▶ Task instructions
Write out the data below word for word, from start to finish, but leave out the pictures.

+ + + + +

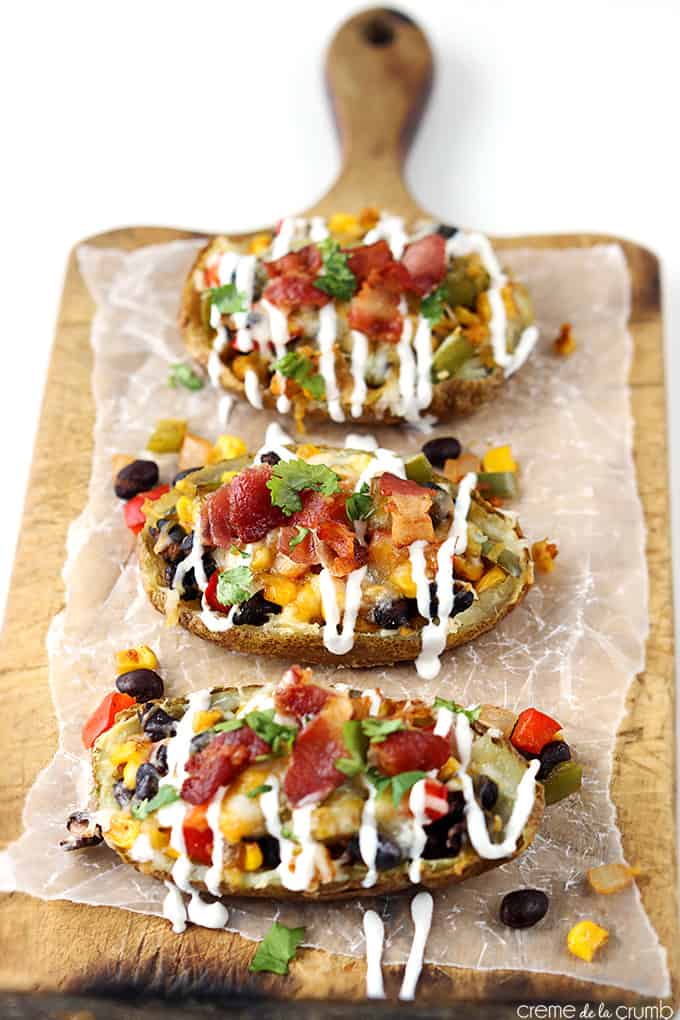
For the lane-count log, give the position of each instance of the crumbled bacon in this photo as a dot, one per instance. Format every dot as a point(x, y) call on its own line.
point(312, 774)
point(243, 508)
point(411, 750)
point(219, 762)
point(426, 263)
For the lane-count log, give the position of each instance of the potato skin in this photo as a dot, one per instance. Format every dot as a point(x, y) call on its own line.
point(465, 865)
point(450, 398)
point(368, 650)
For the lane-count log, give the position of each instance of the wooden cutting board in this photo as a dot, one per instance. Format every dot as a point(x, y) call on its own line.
point(379, 68)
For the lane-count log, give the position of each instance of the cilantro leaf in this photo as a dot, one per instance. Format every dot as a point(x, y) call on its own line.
point(276, 949)
point(227, 299)
point(472, 713)
point(184, 374)
point(378, 729)
point(228, 725)
point(234, 585)
point(293, 476)
point(356, 743)
point(262, 788)
point(279, 737)
point(165, 795)
point(336, 277)
point(431, 307)
point(402, 782)
point(360, 506)
point(297, 366)
point(300, 537)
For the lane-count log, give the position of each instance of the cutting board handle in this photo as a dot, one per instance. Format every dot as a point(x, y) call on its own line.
point(379, 71)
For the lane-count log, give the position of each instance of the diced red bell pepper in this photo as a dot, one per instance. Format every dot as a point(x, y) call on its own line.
point(133, 513)
point(533, 730)
point(104, 716)
point(211, 595)
point(198, 834)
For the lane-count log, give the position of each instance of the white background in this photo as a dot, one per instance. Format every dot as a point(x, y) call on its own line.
point(543, 117)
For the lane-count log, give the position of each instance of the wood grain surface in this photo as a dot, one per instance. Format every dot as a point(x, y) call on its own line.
point(72, 950)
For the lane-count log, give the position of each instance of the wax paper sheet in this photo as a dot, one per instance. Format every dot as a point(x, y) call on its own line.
point(572, 648)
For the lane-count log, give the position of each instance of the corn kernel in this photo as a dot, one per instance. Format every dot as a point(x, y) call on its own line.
point(491, 578)
point(259, 244)
point(122, 830)
point(499, 459)
point(228, 447)
point(403, 578)
point(279, 590)
point(206, 720)
point(186, 509)
point(585, 938)
point(252, 857)
point(136, 658)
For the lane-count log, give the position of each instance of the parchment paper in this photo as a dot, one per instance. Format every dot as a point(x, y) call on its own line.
point(572, 648)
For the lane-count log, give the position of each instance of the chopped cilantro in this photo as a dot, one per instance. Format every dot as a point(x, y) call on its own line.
point(431, 307)
point(336, 277)
point(227, 300)
point(279, 737)
point(472, 713)
point(300, 537)
point(184, 374)
point(360, 506)
point(165, 795)
point(234, 585)
point(298, 367)
point(356, 742)
point(291, 477)
point(276, 949)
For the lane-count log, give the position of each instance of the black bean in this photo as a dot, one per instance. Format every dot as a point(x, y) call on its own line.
point(552, 755)
point(142, 684)
point(256, 611)
point(488, 793)
point(146, 782)
point(393, 615)
point(121, 794)
point(159, 759)
point(270, 855)
point(182, 474)
point(156, 723)
point(523, 908)
point(441, 450)
point(137, 477)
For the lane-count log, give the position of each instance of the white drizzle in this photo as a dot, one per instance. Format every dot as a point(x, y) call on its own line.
point(340, 644)
point(421, 913)
point(474, 816)
point(374, 932)
point(434, 634)
point(326, 340)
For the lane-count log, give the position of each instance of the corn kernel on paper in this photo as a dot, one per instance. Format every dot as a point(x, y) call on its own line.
point(571, 649)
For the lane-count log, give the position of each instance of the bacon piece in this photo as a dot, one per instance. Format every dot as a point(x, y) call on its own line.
point(243, 508)
point(411, 750)
point(219, 763)
point(374, 310)
point(343, 541)
point(426, 263)
point(409, 504)
point(365, 258)
point(298, 697)
point(312, 774)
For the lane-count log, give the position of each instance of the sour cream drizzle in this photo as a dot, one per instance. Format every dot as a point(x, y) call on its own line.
point(474, 816)
point(434, 634)
point(421, 912)
point(374, 932)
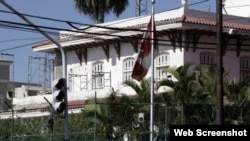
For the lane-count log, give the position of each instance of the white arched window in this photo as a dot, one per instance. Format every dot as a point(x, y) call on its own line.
point(128, 65)
point(207, 58)
point(161, 63)
point(244, 67)
point(97, 75)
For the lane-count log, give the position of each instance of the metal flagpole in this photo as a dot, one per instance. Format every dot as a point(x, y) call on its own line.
point(152, 76)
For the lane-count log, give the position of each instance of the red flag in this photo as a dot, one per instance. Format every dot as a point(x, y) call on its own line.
point(143, 61)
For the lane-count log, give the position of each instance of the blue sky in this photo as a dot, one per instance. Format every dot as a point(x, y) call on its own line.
point(14, 42)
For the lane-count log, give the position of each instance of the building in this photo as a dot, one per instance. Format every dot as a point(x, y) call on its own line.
point(100, 57)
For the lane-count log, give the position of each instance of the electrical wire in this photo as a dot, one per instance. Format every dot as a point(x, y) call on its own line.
point(28, 28)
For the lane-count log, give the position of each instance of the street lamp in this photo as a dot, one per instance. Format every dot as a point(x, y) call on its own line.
point(12, 118)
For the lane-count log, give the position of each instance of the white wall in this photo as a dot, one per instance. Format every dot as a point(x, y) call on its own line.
point(237, 7)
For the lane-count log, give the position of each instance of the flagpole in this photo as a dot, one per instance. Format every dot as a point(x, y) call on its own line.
point(152, 77)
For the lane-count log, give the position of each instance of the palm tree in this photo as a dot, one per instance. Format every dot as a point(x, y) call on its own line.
point(183, 86)
point(97, 9)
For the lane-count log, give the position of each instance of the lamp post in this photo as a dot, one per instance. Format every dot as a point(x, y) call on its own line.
point(12, 119)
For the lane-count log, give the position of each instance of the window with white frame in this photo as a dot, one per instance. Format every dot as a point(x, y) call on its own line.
point(98, 75)
point(161, 63)
point(128, 65)
point(207, 58)
point(244, 67)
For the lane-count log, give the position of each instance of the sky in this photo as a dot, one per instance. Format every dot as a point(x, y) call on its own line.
point(16, 44)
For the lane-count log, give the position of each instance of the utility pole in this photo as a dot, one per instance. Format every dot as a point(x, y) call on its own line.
point(64, 69)
point(141, 7)
point(219, 64)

+ + + + +

▶ Task result
For the lane-count log, give the position of each instance of the crumbled bacon in this photo as a dot, one per instance. Format every dot as a point(x, y) call on its own line.
point(312, 774)
point(243, 508)
point(411, 750)
point(219, 762)
point(426, 263)
For the lane-count log, give the position of each instance of the potato skin in this photo as a dot, one per instance. Format every dot as a point(x, y) call on its own line.
point(465, 865)
point(450, 398)
point(368, 650)
For the lane-count log, give the position of each instance of the wooden cutting board in this photo as a dot, one per instance. Format every dot as a point(x, y) call on its own line.
point(379, 68)
For the lane-count log, give the position of each instance of the cilantro leaf in this photo as a dot, one per instance. Format every dot as a point(x, y) call on its own line.
point(276, 949)
point(227, 299)
point(472, 713)
point(184, 374)
point(378, 729)
point(228, 725)
point(234, 585)
point(293, 476)
point(356, 743)
point(262, 788)
point(279, 737)
point(165, 795)
point(336, 277)
point(431, 307)
point(402, 782)
point(360, 506)
point(297, 366)
point(300, 537)
For the lane-count log, give the position of each instance of the cutting board handle in this photo as a dot, one per instance. Format every dot as a point(x, y) call on its own line.
point(379, 71)
For the lane-count log, give the position of each instance of the diced red bell pepper in this photo as a dot, one per instance. Format every dot as a point(x, y) call on its own line.
point(133, 513)
point(533, 730)
point(104, 716)
point(211, 595)
point(198, 834)
For the lane-count log, give the position of each instance of the white background in this photo as a dot, one per instance. Format every dot as a point(x, y) call on its own line.
point(543, 117)
For the lane-count log, give the position of each instance of the wood grain surface in this photo as a dot, one per instance. Format every dot as a point(x, y) call on its own line.
point(72, 950)
For the lane-count log, give the position of each instance of the wax paper sheet in this photo as a dot, one per instance. Format every dot as a point(x, y) call on its own line.
point(572, 648)
For the lane-count log, give the position of each instance of the corn kernel in this photo as a dot, one per instance. Format every dot as a point(x, y) call on its own line.
point(491, 578)
point(259, 244)
point(122, 830)
point(499, 459)
point(228, 447)
point(403, 578)
point(279, 590)
point(206, 720)
point(186, 509)
point(585, 938)
point(252, 857)
point(136, 658)
For the lane-count log, give the position of each instance of the parchment paper in this photo as a dot, one per instance. Format every dot as a point(x, y) call on its own line.
point(572, 648)
For the lane-count log, give the position of each instance of the chopped cilantro in this photo as a dot, one per instance. Format every dot as a point(x, y) call on its own line.
point(431, 307)
point(336, 277)
point(227, 300)
point(279, 737)
point(472, 713)
point(300, 537)
point(184, 374)
point(360, 506)
point(165, 795)
point(234, 585)
point(298, 367)
point(356, 742)
point(291, 477)
point(276, 949)
For the lane-count log, give the position of each instance of the black bean in this photo as a dot, one per instance. Format every dot as a point(x, y) call on its own line.
point(552, 755)
point(142, 684)
point(256, 611)
point(488, 793)
point(146, 782)
point(393, 615)
point(121, 794)
point(159, 759)
point(270, 855)
point(182, 474)
point(156, 723)
point(523, 908)
point(441, 450)
point(137, 477)
For the lane-count log, give the position of each instance of the white drizzle in this photo as a dot, one per instance. Format every dot as a point(x, y) call on its own line.
point(340, 644)
point(421, 913)
point(474, 816)
point(374, 932)
point(434, 634)
point(326, 340)
For the lane-count log, give the position of each instance of the corn kernel on paper in this photo as a dot, one per instance. Format every dot as a point(x, y) call on its own line.
point(571, 649)
For the lane-count log, give the position of each instance of the bacon piece in this photo as a dot, one per instance. Format every dot as a point(x, y) call on its own line.
point(243, 508)
point(411, 750)
point(219, 763)
point(374, 310)
point(343, 541)
point(426, 263)
point(409, 504)
point(365, 258)
point(298, 697)
point(312, 774)
For the lane-count log, give the position of each instance of the sour cream drizzle in this photo as a dot, one per instance. Format every dot as a point(x, y) call on its own line.
point(474, 816)
point(434, 634)
point(421, 912)
point(374, 932)
For the lane-count log, give the position of each instance of the white arched window in this photo as a dot, one per instance. Format every dot as a point(x, y) call on its own line.
point(128, 65)
point(207, 58)
point(161, 63)
point(244, 67)
point(97, 75)
For the lane-count log, give the position of each instance of the metal flagpole in this photo as a dot, one per instance. Format every dot as a point(x, y) call on its own line.
point(152, 76)
For the lane-count log, give the position of each instance of the red flag in this photo as a dot, one per instance. Format every dot as a point(x, y) call on its own line.
point(143, 61)
For the lane-count log, give the position of each instance of the blue sky in this photo as a dot, one per instance. Format every dot as a point(x, y) call on its own line.
point(14, 42)
For the lane-count log, give the position of each instance of the building in this photo as a dot, one per instance. Format every dot as a point(x, y) call on its own line.
point(100, 57)
For the lane-count log, give the position of each instance of the electrical wire in this photo as a dot, one per instance. Format every dot as a point(x, y) call on its own line.
point(28, 28)
For the lane-count log, give the position of each instance of the street lamp in this photo as a dot, one per instance. Format every dot as a point(x, y) call on its own line.
point(12, 118)
For the lane-count log, give the position of each instance of the white wall in this photo as a dot, one per instance. Format every dot as a point(x, y) call on its own line.
point(237, 7)
For the lane-count log, give the position of each instance of the flagpole in this photo as a dot, one per instance. Format every dot as a point(x, y) call on its own line.
point(152, 77)
For the lane-count log, give the position of each instance of the palm tree in this photo as a dot, one per instance. Format every dot as a point(x, y) call on its own line.
point(183, 86)
point(97, 9)
For the lane-count log, give the position of each instance of the lamp post in this photo as a dot, one per instance. Format every dot as a point(x, y) call on its own line.
point(12, 119)
For the lane-count log, give the position of each instance of the window with white frame in this photo as a dot, one per instance. Format every dot as a point(x, y) call on its own line.
point(98, 75)
point(161, 63)
point(128, 65)
point(207, 58)
point(244, 67)
For the lane-count log, give the position of each instance of the sky in this photo as a dot, one per instance. Format every dot as a point(x, y) call on its own line.
point(16, 44)
For the lane-count log, give the position of each instance of the utility pole in this photo as a dot, one per instance. Format every dot as a point(x, y) call on its own line.
point(64, 69)
point(141, 7)
point(219, 64)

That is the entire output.